### Supplied data
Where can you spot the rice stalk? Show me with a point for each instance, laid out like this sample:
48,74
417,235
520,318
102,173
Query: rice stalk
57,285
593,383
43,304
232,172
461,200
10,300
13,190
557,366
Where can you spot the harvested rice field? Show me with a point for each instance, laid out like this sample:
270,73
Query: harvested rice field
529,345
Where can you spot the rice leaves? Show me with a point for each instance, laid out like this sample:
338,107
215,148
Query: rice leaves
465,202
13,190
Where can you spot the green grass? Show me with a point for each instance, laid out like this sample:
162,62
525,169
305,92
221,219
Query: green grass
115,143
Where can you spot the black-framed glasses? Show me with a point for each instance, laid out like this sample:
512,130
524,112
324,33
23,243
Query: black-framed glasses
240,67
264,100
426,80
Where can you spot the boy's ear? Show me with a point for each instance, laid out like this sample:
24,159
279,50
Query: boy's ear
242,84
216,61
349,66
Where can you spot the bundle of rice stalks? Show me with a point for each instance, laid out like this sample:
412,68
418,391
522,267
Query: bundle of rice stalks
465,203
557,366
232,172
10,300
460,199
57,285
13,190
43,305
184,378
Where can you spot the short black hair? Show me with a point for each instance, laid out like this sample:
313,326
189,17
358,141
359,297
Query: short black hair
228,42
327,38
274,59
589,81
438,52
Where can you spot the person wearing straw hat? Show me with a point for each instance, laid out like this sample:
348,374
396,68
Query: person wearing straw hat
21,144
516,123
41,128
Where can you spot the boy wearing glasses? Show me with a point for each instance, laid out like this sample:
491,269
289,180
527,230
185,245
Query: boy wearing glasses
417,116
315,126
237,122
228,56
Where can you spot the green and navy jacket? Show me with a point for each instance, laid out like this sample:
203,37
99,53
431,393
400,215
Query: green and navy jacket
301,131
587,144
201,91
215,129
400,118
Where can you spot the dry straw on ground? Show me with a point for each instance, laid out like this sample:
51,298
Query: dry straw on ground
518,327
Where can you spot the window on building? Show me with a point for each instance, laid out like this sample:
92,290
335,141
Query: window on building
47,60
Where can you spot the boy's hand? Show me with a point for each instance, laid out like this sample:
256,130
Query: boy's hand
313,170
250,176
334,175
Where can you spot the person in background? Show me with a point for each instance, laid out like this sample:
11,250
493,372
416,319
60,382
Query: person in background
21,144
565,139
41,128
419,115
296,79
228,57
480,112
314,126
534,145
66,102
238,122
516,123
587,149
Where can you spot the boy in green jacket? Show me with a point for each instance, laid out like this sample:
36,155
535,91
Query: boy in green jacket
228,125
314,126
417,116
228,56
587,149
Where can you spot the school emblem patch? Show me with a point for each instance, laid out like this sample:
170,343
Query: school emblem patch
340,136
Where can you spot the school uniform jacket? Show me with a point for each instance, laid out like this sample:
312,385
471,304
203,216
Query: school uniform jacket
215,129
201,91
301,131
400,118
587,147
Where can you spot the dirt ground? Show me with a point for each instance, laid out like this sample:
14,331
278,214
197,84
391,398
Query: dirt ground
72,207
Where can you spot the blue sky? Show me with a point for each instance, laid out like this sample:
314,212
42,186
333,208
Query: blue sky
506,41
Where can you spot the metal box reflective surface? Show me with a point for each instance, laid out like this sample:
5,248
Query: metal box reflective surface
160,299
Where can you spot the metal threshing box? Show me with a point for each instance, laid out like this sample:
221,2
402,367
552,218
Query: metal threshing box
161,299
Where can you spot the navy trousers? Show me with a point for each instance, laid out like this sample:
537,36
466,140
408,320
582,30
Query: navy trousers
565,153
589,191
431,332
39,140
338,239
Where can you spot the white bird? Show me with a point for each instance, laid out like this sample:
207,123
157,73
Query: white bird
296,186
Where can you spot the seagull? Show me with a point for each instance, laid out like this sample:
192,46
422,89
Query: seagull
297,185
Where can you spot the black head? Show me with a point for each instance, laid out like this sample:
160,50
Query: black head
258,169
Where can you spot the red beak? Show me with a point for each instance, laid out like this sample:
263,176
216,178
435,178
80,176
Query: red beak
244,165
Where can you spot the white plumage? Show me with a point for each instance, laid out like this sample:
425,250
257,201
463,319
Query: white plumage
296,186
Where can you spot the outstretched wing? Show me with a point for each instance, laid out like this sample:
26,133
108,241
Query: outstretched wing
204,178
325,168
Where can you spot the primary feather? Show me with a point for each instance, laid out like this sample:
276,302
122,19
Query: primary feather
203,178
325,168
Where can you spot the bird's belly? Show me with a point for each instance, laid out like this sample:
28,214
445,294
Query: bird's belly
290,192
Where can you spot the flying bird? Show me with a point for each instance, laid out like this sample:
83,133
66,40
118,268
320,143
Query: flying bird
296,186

### Work task
Output the material in full, exactly as it appears.

### Exercise solution
Where can you spot the rice stalk? Show me with a point for each instance, laid out like this sample:
48,74
417,235
520,318
102,173
Query: rice stalk
57,285
593,383
43,304
232,172
461,200
10,300
13,190
557,366
Where can you spot the harvested rice field? Show me with a point for each instance, laid out like this sample:
270,73
Query: harvested rice field
529,345
Where can you spot the rice leaves? Show me with a point for each instance, laid out like this sample:
338,107
215,148
Query: rice leaves
465,202
13,190
Where can you spot the green grass? Show me with a point for each instance, laid out like this sample:
162,62
525,169
305,92
221,219
Query: green grass
115,143
Where can you spot the black-framed glasses? Show me with a point for each instance, laid out like this sample:
512,130
524,112
324,33
23,243
Query: black-framed glasses
240,67
264,100
426,80
Where can you spot the boy's ear? Show me with a point for each instance, laid out like this sample:
24,159
279,50
Query: boy's ear
242,84
216,61
349,66
Where can you spot the bundle of rice stalks? Show me with a point for each instance, laid out like this sample:
412,68
418,391
522,267
Query: bundle of rice stalks
465,203
557,366
232,172
10,300
460,199
57,285
13,190
43,305
184,378
Where can you spot the short black hair? Show me with a point for each instance, laid out like this sample:
313,326
189,17
358,141
359,297
Query: short black hair
228,42
327,38
274,59
589,81
438,52
Where can you spot the person wearing straw hat? Show me with a point for each instance, laid out like this sample:
348,374
396,68
Query: person wearing straw hat
21,144
516,123
41,128
Where can you spot the boy wearing glasses? Show me with a point for each instance, laid out like this sample:
491,269
289,180
527,230
185,245
Query: boy wearing glasses
417,116
315,126
237,122
228,56
Where can you spot the green and navy jacket? Show me with a point for each instance, laid out like this sample:
203,37
99,53
431,393
400,215
Query: green and navy jacket
301,131
587,144
201,91
215,129
400,118
Where can you spot the dry straw on ground? Show me with a point for each instance, laid out like this sample:
51,298
Query: dry straw on ground
518,327
Where can you spot the window on building? Show me with a point for each instance, laid out like this sample:
92,290
335,141
Query: window on building
47,60
Where can you spot the boy's hand? Show me with a point for each instance, laid out like this sample:
256,130
Query: boy's hand
313,170
250,176
334,175
Where can you spot the person in background? Show me with a point for each instance, laid out like this sample:
11,250
493,372
416,319
60,382
Query: person in background
21,144
565,139
41,128
419,115
296,79
228,57
480,112
314,126
534,145
66,102
238,122
516,123
587,149
Where can you spot the boy in green jacket? Show me with a point for each instance, laid out like this sample:
36,155
535,91
Query: boy in green jacket
228,125
314,126
417,116
228,56
587,149
Where can you spot the school emblem patch? Show me with a point for each instance, laid out like this sample:
170,343
Query: school emblem patch
340,136
Where can you spot the school uniform jacket? Show me with a point for each instance, laid out like this sample:
312,385
471,304
203,216
Query: school uniform jacket
215,129
201,91
301,131
400,118
587,147
Where can you spot the dirt ground? Show me with a point for each instance, laid out like this sample:
14,331
278,214
197,84
391,398
Query: dirt ground
72,207
Where can you spot the blue sky? Show me with a point for each instance, laid out like this sample:
314,212
42,186
333,208
Query: blue sky
506,41
Where can you spot the metal box reflective surface? Show me with a point for each instance, laid out like this sample:
5,248
Query: metal box reflective surface
160,299
Where can you spot the metal threshing box? Show me with a point for each instance, laid out like this sample:
221,2
402,367
552,218
Query: metal threshing box
161,299
Where can you spot the navy trousers? Show me with a point for each instance, laid out like this sample:
537,36
466,140
408,320
582,30
Query: navy trousers
565,153
589,191
431,332
39,140
338,239
Where can you spot the white bird? Show me with a point for each instance, laid out like this sample:
207,123
157,73
Query: white bird
296,186
Where can you spot the seagull? Show me with a point for each instance, laid out like this sample:
192,46
422,89
Query: seagull
297,185
Where can you spot the black head? Show me with a point for each instance, laid out like this sample:
160,50
Query: black head
258,169
Where can you spot the red beak? Show me with a point for each instance, laid out like this sample:
263,176
216,178
435,178
80,176
Query: red beak
244,165
Where can you spot the white plumage? Show me with a point for each instance, laid out like this sample:
425,250
257,201
463,319
Query: white plumage
296,186
Where can you spot the outstretched wing? Show me with a point for each instance, laid out like this sample:
26,133
108,241
Query: outstretched wing
204,178
325,168
Where can you spot the primary feather? Show me with a point for each instance, laid out like this sample:
276,302
122,19
Query: primary feather
203,178
325,168
Where can you spot the bird's belly? Show me with a point for each instance, laid out like this sample:
28,214
445,294
Query: bird's belly
290,192
Where can you spot the flying bird? Show me with a point for each instance, laid out like this sample:
83,133
66,40
118,268
320,143
Query: flying bird
296,186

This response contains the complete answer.